# DATA FOR THIS TASK

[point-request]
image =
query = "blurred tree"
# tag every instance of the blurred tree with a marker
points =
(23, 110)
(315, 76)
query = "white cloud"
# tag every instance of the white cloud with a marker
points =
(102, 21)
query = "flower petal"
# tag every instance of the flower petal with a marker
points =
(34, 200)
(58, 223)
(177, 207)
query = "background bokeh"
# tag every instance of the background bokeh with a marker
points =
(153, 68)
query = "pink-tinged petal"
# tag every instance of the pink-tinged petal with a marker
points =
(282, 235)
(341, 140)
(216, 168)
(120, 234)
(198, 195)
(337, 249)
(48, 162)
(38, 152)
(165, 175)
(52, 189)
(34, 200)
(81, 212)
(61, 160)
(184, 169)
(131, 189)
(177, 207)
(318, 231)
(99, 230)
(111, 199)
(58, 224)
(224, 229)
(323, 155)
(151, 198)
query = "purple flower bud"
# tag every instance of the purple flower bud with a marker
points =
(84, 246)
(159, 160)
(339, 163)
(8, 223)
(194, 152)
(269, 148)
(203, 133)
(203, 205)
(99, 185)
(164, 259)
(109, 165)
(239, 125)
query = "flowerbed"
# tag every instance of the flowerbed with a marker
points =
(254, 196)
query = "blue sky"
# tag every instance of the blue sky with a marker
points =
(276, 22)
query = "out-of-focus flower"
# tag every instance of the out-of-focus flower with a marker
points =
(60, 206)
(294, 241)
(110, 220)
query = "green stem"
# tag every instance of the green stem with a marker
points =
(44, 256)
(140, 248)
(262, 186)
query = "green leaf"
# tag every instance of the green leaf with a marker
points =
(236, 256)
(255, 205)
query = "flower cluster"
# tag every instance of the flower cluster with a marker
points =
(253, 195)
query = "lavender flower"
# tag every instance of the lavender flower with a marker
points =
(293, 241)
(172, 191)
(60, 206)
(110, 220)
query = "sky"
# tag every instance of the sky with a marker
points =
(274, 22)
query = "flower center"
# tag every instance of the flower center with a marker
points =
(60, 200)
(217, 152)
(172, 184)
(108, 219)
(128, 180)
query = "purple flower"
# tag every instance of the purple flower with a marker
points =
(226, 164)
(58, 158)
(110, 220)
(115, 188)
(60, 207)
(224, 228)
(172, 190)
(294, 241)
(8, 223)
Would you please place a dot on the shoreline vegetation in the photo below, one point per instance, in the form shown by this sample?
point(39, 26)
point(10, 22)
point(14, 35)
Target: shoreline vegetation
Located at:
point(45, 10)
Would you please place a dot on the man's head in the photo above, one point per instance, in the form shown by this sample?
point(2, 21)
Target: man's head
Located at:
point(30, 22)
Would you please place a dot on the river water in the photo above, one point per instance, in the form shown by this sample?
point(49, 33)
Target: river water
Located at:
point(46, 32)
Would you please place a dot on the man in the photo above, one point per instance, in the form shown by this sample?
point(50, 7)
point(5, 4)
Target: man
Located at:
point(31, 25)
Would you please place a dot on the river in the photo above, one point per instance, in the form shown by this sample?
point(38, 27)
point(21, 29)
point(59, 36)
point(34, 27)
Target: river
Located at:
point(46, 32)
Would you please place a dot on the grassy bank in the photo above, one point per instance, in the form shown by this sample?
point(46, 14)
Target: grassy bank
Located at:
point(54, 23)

# WHAT IS BEING ASKED
Print the listing above in its entirety, with every line exact.

# WRITTEN ANSWER
[point-request]
image =
query = "blurred tree"
# tag every instance of the blurred tree with a marker
points =
(23, 110)
(315, 76)
query = "white cloud"
# tag every instance of the white cloud with a marker
points =
(102, 21)
query = "flower petal"
# tag every instance of the flower petal with a marker
points =
(34, 200)
(58, 223)
(177, 207)
query = "background bokeh"
# tag every instance of the background bokeh with a marker
points =
(153, 68)
query = "pink-tinged petal"
# tag every instance of the pink-tinged petal with a marker
points =
(282, 235)
(341, 140)
(216, 168)
(120, 234)
(198, 195)
(337, 249)
(48, 162)
(38, 152)
(165, 175)
(52, 189)
(34, 200)
(81, 212)
(61, 160)
(184, 169)
(131, 189)
(177, 207)
(318, 231)
(99, 230)
(111, 199)
(58, 224)
(224, 229)
(323, 155)
(151, 198)
query = "purple flower bud"
# tag every instance of the purple flower bud with a marker
points =
(84, 246)
(159, 160)
(339, 163)
(8, 223)
(194, 152)
(269, 148)
(203, 133)
(203, 205)
(99, 185)
(164, 259)
(109, 165)
(239, 125)
query = "flowerbed"
# tag every instance of the flowerbed with a marker
points =
(254, 196)
query = "blue sky"
# tag every instance of the blue sky with a marker
points =
(276, 22)
query = "out-of-focus flower"
# tag every instance of the out-of-focus flower with a marker
points =
(60, 206)
(294, 241)
(110, 220)
query = "green stem"
# tag every instance of the green stem with a marker
points =
(44, 256)
(140, 248)
(262, 186)
query = "green leaf"
# tag every instance of the green leaf with a marker
points =
(236, 256)
(255, 205)
query = "flower cluster"
# tag every instance of the flower cluster with a marker
points =
(253, 195)
query = "lavender flower"
# tag every instance of the lavender flower with a marker
points =
(293, 241)
(172, 191)
(60, 206)
(110, 220)
query = "sky"
# tag every instance of the sky with a marker
points =
(274, 22)
query = "flower center"
# tag every instance of the flower center with a marker
points =
(60, 200)
(217, 152)
(172, 184)
(108, 219)
(128, 180)
query = "purple flower"
# tag every instance of the purple flower with a marker
points =
(226, 164)
(58, 158)
(110, 220)
(115, 188)
(60, 207)
(224, 228)
(172, 190)
(294, 241)
(8, 223)
Would you please place a dot on the shoreline vegetation in the photo below, one point per instance, in the form shown by this sample?
point(39, 26)
point(10, 22)
point(14, 35)
Target: shoreline vegetation
Located at:
point(45, 10)
Would you please place a dot on the man's head in the photo above, one point per instance, in the form shown by this sample?
point(2, 21)
Target: man's head
Located at:
point(30, 22)
Would you please place a dot on the river water in the photo above, one point per instance, in the form shown by this sample?
point(49, 33)
Target: river water
Located at:
point(46, 32)
Would you please place a dot on the man in the photo above, one point per instance, in the form shown by this sample?
point(50, 7)
point(5, 4)
Target: man
Located at:
point(31, 25)
Would you please place a dot on the river in the photo above, one point per instance, in the form shown by this sample?
point(38, 27)
point(21, 29)
point(59, 36)
point(34, 27)
Target: river
Located at:
point(46, 32)
Would you please place a dot on the grassy bank in the photo above, one point per instance, in the form shown by this sample?
point(46, 14)
Target: grassy bank
Located at:
point(54, 23)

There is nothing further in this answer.